Document text:
———
I am a cancer survivor facing spinal surgery for metastases to the spine. Before I head into this, I want to compare thes surgery with all its risks and complications versus not having surgery and taking my chances with the cancer spreading. I think I have a pretty good idea about the cancer side of things. What can you tell me about the risks involved with the surgery?

There’s no doubt complex spinal surgeries come with a whole host of potential complications and post-operative problems. Cancer metastasizing (spreading) to the spine is a particularly challenging problem. Without knowing the details of type of cancer (e.g., fast versus slow-growing) and location (e.g., vertebral bones, spinal cord, spinal column), we won’t be able to be specific.

But a recent report from Canada cataloguing intra- and post-operative problems associated with complex spinal surgeries might give you some of the information you are looking for. The thing that makes this study unique is the use of a spinal specific tool to measure all complications from minor to major and chart the severity of those problems.
———
Data for review:
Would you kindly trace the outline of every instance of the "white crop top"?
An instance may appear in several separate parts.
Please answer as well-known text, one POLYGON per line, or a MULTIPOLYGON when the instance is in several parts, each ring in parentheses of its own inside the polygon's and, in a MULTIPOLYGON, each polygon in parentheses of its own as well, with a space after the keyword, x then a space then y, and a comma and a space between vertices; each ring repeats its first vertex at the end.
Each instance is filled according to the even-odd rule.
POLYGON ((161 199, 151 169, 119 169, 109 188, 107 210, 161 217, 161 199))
———
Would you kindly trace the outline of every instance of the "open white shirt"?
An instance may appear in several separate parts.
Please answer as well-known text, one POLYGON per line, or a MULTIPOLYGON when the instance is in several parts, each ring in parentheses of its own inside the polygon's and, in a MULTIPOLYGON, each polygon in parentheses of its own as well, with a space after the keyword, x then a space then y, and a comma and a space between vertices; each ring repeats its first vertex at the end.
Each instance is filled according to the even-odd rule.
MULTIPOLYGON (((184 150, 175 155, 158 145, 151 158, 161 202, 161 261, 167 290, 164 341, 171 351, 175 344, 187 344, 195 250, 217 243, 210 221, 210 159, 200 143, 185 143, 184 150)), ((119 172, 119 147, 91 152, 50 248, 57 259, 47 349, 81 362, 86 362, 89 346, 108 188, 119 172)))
———
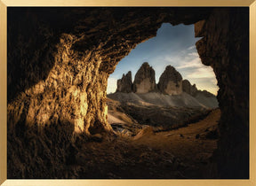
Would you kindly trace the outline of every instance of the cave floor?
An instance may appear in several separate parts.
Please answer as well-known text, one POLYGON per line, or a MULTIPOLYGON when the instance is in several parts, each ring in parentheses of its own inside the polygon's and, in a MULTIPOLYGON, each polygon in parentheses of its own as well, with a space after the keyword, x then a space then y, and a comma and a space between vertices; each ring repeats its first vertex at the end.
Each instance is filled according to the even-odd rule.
———
Required work:
- a) Transcribe the part of the spinal surgery text that opens with the words containing "But a recent" and closes with "of those problems.".
- b) In the spinal surgery text, what makes the report from Canada unique?
The entries can be ignored.

Task results:
- a)
But a recent report from Canada cataloguing intra- and post-operative problems associated with complex spinal surgeries might give you some of the information you are looking for. The thing that makes this study unique is the use of a spinal specific tool to measure all complications from minor to major and chart the severity of those problems.

- b) It uses a spine-specific tool to measure all complications, from minor to major, and to chart how severe they are.